:: TASK LIST ::
**a.** In the public option article, from how many House members and senators does Democracy for America claim support for a public option?
**b.** Transcribe the portion of the public option article starting with "But a number" and going on through "tough reelection prospects.".

By Reid Wilson - 10/22/09 03:46 PM EDT
While conservative Democrats in Congress are staying vague, one liberal organization is claiming several Blue Dogs will back a public option in the House's version of a healthcare bill.
Democracy for America, the group headed by former Vermont Gov. Howard Dean (D), claims support for a public option from 220 members of the House and 51 senators.
But a number of the members from whom he claims to have support have remained mum publicly. And some, including several members of the Blue Dog Coalition, openly oppose a public option.
Among the members from whom Dean claims to have support is Rep. Stephanie Herseth Sandlin (D-S.D.), a co-chairwoman of the Blue Dog Coalition who has said the public option would be bad for physicians.
The National Republican Congressional Committee pounced on Dean's list, claiming it would give them ammunition to attack several vulnerable Democrats in next year's elections. Democratic Reps. John Boccieri (Ohio), Bobby Bright (Ala.), Kathy Dahlkemper (Pa.), Steve Driehaus (Ohio), Debbie Halvorson (Ill.), Betsy Markey (Colo.), Jerry McNerney (Calif.), Mark Schauer (Mich.) and Harry Teague (N.M.), all of whom are on the list, face tough reelection prospects.

:: DATASET ENTRIES ::

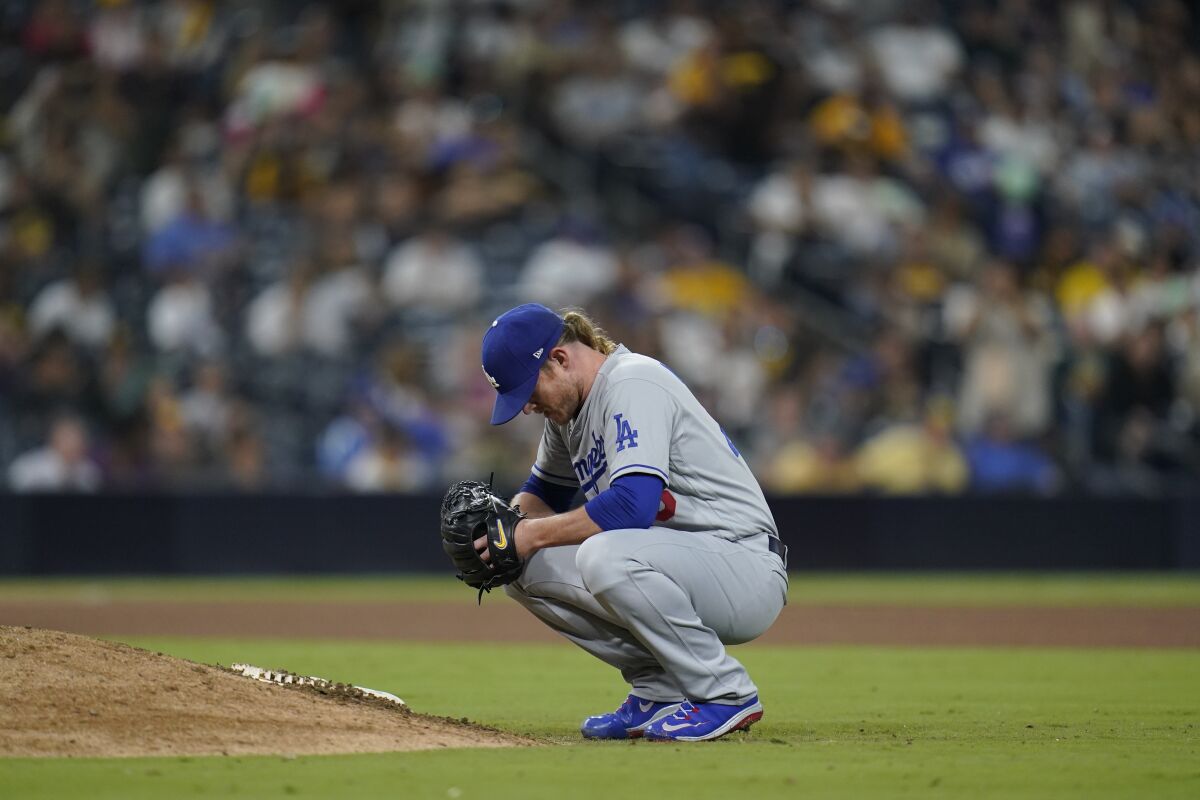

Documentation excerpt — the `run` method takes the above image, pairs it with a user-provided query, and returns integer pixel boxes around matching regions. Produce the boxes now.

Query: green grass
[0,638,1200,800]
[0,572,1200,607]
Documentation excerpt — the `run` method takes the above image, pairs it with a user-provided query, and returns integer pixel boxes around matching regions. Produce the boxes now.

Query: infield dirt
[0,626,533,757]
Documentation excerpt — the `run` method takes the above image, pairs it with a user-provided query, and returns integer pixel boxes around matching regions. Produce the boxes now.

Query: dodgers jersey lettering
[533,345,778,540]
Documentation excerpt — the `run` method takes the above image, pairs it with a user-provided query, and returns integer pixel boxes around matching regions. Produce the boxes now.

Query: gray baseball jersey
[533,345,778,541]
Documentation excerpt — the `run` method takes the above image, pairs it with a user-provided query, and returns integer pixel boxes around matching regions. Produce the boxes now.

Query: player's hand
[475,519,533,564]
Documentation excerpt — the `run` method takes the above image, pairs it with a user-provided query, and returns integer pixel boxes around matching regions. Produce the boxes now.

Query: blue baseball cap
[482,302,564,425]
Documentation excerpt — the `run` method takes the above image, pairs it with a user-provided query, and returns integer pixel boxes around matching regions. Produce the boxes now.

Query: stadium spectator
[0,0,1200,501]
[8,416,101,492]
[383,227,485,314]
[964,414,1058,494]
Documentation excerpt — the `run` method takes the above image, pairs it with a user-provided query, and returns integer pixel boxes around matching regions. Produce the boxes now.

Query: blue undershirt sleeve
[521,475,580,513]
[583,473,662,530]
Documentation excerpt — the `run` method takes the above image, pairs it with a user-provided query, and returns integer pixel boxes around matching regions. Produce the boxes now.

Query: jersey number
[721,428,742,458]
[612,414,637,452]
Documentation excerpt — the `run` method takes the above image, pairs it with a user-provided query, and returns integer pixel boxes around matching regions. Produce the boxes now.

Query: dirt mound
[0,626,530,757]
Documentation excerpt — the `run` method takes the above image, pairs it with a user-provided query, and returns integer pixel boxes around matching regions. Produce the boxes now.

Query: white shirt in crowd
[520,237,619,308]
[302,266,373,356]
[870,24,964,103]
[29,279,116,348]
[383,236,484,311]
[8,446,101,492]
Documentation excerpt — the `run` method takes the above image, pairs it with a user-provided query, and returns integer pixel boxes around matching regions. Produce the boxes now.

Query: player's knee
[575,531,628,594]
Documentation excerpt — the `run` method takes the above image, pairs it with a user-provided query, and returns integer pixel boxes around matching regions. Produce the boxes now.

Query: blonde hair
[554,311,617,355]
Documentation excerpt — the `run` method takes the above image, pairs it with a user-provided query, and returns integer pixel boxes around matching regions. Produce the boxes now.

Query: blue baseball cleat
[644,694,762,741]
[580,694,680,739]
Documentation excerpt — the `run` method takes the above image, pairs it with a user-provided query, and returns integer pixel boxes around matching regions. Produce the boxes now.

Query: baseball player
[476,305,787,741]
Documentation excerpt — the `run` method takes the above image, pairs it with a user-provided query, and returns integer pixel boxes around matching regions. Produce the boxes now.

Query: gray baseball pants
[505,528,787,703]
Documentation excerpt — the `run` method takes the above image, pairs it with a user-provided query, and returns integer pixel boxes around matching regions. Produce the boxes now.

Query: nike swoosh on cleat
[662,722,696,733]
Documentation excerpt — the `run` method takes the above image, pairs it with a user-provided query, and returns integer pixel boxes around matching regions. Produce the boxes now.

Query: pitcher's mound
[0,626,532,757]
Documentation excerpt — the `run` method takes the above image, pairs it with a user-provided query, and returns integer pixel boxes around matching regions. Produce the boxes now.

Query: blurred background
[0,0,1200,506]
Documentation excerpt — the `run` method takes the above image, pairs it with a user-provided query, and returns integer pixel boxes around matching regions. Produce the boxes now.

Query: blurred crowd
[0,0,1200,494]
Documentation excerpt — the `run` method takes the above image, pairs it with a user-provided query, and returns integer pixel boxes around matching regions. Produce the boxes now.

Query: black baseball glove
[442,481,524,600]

* * *

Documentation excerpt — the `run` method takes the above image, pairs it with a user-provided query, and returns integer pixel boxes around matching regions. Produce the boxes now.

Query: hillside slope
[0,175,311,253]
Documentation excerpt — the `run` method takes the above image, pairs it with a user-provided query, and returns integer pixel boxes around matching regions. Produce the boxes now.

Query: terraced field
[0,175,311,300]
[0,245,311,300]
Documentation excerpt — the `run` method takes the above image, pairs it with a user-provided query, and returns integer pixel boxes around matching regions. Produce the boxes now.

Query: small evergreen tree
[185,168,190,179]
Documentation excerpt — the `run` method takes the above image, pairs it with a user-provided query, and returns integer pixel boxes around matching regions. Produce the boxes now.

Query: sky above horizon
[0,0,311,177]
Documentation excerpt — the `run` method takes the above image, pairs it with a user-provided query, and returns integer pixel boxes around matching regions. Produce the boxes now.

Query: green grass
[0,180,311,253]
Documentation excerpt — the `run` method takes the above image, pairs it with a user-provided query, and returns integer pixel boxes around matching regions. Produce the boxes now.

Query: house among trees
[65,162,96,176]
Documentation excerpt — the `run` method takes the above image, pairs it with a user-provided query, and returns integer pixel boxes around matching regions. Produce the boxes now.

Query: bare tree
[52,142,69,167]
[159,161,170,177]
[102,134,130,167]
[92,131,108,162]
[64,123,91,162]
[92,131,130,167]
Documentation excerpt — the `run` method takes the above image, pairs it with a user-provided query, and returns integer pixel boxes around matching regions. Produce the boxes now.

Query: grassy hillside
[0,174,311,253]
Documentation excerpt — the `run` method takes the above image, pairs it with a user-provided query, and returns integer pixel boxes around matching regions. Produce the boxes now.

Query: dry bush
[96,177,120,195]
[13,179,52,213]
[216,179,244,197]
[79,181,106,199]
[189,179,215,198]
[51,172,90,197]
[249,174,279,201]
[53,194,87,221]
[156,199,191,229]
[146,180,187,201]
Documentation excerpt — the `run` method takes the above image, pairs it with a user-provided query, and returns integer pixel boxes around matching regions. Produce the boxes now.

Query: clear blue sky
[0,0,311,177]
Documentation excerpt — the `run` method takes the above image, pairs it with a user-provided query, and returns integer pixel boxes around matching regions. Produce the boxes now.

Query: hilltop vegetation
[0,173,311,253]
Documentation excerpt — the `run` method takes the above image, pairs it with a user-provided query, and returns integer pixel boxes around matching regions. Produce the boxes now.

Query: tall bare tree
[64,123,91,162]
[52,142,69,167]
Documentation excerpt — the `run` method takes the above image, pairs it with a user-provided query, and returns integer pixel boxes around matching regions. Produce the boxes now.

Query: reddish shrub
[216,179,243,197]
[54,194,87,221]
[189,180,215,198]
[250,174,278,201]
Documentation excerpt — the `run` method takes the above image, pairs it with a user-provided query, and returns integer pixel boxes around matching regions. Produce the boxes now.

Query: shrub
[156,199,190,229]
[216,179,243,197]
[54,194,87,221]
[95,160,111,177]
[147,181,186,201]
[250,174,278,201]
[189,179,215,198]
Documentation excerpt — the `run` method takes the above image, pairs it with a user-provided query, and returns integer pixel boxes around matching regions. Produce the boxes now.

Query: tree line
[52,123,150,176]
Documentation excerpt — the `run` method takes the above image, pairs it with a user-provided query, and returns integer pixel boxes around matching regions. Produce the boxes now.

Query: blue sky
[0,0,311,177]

:: COMPLETE ANSWERS ::
**a.** 220 House members and 51 senators.

**b.**
But a number of the members from whom he claims to have support have remained mum publicly. And some, including several members of the Blue Dog Coalition, openly oppose a public option.
Among the members from whom Dean claims to have support is Rep. Stephanie Herseth Sandlin (D-S.D.), a co-chairwoman of the Blue Dog Coalition who has said the public option would be bad for physicians.
The National Republican Congressional Committee pounced on Dean's list, claiming it would give them ammunition to attack several vulnerable Democrats in next year's elections. Democratic Reps. John Boccieri (Ohio), Bobby Bright (Ala.), Kathy Dahlkemper (Pa.), Steve Driehaus (Ohio), Debbie Halvorson (Ill.), Betsy Markey (Colo.), Jerry McNerney (Calif.), Mark Schauer (Mich.) and Harry Teague (N.M.), all of whom are on the list, face tough reelection prospects.